[DATA RECORDS Boundary: Start]
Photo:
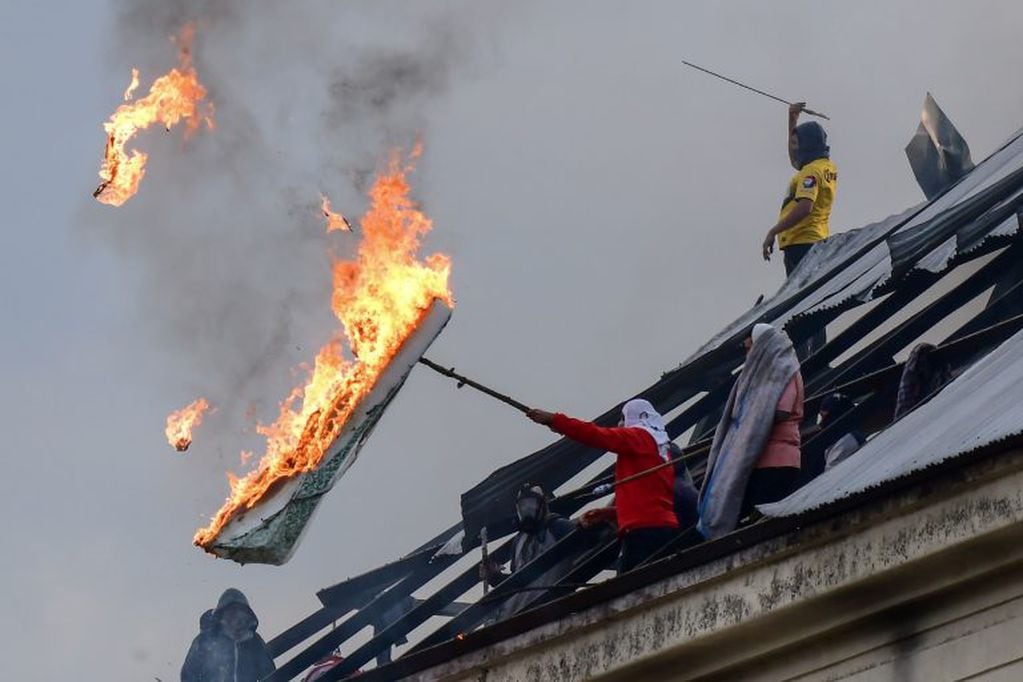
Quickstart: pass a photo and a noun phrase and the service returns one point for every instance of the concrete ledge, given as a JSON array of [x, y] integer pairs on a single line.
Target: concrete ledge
[[770, 596]]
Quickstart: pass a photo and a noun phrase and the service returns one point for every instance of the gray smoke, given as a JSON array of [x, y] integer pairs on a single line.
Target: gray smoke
[[226, 231]]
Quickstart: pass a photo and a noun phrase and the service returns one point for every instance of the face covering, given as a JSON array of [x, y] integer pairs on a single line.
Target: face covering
[[640, 414], [812, 143]]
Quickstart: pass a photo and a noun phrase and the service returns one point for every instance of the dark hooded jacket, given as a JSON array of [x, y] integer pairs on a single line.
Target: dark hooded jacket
[[214, 656]]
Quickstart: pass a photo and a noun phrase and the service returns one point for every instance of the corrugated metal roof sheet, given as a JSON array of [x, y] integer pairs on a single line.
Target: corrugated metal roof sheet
[[981, 407], [827, 281]]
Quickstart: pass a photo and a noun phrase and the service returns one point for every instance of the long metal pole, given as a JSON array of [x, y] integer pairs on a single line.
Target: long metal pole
[[752, 89], [464, 380]]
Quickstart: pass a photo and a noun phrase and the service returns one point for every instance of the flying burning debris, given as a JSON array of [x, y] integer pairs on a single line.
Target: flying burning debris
[[172, 97], [335, 221], [181, 423], [390, 305]]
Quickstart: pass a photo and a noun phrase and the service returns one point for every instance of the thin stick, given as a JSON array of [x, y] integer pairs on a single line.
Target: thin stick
[[752, 89], [486, 559], [464, 380]]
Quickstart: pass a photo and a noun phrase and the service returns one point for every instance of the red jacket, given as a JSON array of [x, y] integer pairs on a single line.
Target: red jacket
[[646, 502]]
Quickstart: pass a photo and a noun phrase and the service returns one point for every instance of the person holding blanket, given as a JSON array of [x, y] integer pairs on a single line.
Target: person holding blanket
[[755, 457], [643, 506]]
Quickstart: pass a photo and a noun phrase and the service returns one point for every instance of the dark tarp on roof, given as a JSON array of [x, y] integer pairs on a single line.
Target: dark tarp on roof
[[970, 212], [938, 154]]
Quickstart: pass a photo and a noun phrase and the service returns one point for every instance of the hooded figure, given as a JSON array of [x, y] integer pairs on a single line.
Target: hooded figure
[[228, 648], [832, 408], [643, 504], [539, 530], [811, 144], [748, 436], [922, 375]]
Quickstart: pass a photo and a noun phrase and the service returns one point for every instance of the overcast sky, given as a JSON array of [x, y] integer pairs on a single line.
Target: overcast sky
[[604, 208]]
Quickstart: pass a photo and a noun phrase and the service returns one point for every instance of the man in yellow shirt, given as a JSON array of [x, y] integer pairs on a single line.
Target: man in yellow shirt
[[806, 209]]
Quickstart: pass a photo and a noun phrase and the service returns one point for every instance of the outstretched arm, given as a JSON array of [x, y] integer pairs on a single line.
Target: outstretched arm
[[612, 440], [794, 110]]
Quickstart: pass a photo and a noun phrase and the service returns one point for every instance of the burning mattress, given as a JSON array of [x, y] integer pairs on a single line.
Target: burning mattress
[[269, 532], [391, 305]]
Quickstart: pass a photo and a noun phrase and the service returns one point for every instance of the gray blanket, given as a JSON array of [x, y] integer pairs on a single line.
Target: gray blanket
[[743, 432]]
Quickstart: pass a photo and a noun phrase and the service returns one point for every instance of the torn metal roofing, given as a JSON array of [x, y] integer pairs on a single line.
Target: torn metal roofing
[[981, 407], [848, 269], [915, 238]]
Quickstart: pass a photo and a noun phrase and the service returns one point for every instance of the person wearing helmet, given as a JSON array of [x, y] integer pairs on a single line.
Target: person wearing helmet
[[228, 648], [645, 506], [539, 530], [806, 210]]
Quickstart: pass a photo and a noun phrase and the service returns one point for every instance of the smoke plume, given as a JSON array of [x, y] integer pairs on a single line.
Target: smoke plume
[[226, 232]]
[DATA RECORDS Boundary: End]
• PROMPT
Leave out the pictures and output the rest of the records exactly.

• REPLY TO THE EXERCISE
Photo:
Quickstart: pass a photo and a noun phrase and the service returns one point for every instance of the concrete ledge, given as a JSON array of [x, y] integer pairs on a single line.
Target: concrete ledge
[[770, 596]]
Quickstart: pass a photo and a noun phrase and the service returns one point for every instance of the gray smoke, given as a JSON array of [x, y] integer pairs on a single line.
Target: gray smoke
[[226, 231]]
Quickstart: pass a photo and a noun phrase and the service returns one point for every instance of the face covering, given as a JSON array of [x, y] integer pairs on a single line.
Target: face covering
[[640, 414], [812, 143]]
Quickstart: pass a photo and a noun phrase and the service returns one point for every instance of the dark hooded jacket, given as a JSON array of [x, y] integer pairs on a single line.
Target: dark hooded jacket
[[214, 656]]
Quickstart: pass a photo and a noun phrase and the service returns one point for every instance of the corrugated metal roof sheet, given as a JSON array of [x, y] integer pairs on a single line.
Target: corrugated metal roof sheet
[[981, 407], [827, 281]]
Quickstart: pass a photo and a noun phrase and the service returns one point for every instance of the long metal pole, given as a JSON array of [x, y] integer pairs on a single line.
Target: long metal pole
[[752, 89], [464, 380]]
Quickstart: pass a photo and a noun phrase and the service returns one point for every instance of the flying burning debris, given as a JSON array of [x, y] integer pairs on a single line.
Target: flying burning debris
[[172, 97], [335, 221], [181, 423], [390, 305]]
Quickstart: pass a photo and a noun phrase and the service returns one point for every instance of the thin stick, given as a JSON array of [x, y] integer pairs on a single line.
Target: thin stick
[[752, 89], [486, 559], [464, 380]]
Quickstart: pass a photo and a noun phrase and the service returns one point for every instance of the red jacket, given as a JSON array of [x, y] integer pairs on a single line.
Target: red jacket
[[646, 502]]
Quickstart: pass a photo and a noun phrase and the service returns one point for every instance of the person holding blanket, given as a JSON array of [x, y] integer pairs on a single line.
Target: person holding blanket
[[755, 457], [643, 506]]
Quickstart: pass a photo and a noun phrase and the service returns one point for every instance of the dark tarp on roof, given as a JSON array of [x, y] integer pairs on a single line.
Target: dark tarp on roof
[[970, 212], [938, 154]]
Quickstart: pass a photo and a noun phrase and the service returns one point for every instance of the hooded figure, given as a JSON array of [x, y] integer pairs on a single line.
Target: hooded figure
[[228, 648], [832, 408], [643, 504], [539, 530], [811, 144], [748, 436], [922, 375]]
Quickstart: pass a photo and a noun phrase and the service returns one point for every instance of the overcast sky, given as a JSON array of [x, y] integer pairs on a single line.
Target: overcast sky
[[604, 208]]
Quickstart: pass a photo and a noun phrase and the service returns one point for every instance of the man in yellow shirt, given as a JSON array of [x, y] integer pairs on a single line.
Target: man in yellow shirt
[[806, 209]]
Quickstart: pass a photo and a noun phrase and the service returns one point for every instance of the outstretched arm, given as a JSON array of [x, y] integer pairs on a single line.
Target: outstretched arm
[[612, 440], [794, 110]]
Quickstart: pass a photo and a noun phrase and the service returns one point for every instance of the burning mattress, given as a JSON array of [x, y] integer pairs on a single line.
Target: burning mattress
[[269, 532], [391, 305]]
Quickstart: pass a photo and a noun phrase and the service returns one point for every instance of the gray blanket, given as a JSON array of [x, y] integer pairs on a single line.
Target: gray blanket
[[743, 432]]
Quickstart: pass a photo and a noun phrase and the service returns one point for every instance of the torn metal roofing, given as a JSON array of [x, y] integer pairs on a single line.
Target: torn metal roofing
[[981, 407], [848, 269], [915, 238]]
Quickstart: pass a photo and a noun phrase and the service returns one point for every instance of the person wearing helmet, given as a JSON array of [x, y] integer pairs on a single line.
Target: person wearing helmet
[[228, 648], [645, 506], [539, 530], [806, 210]]
Quickstart: pass a photo and a noun phrase and the service returns one point for every instance of the smoke plume, given as a JSON array of [x, y] integer pairs on a single line.
Target: smoke plume
[[226, 232]]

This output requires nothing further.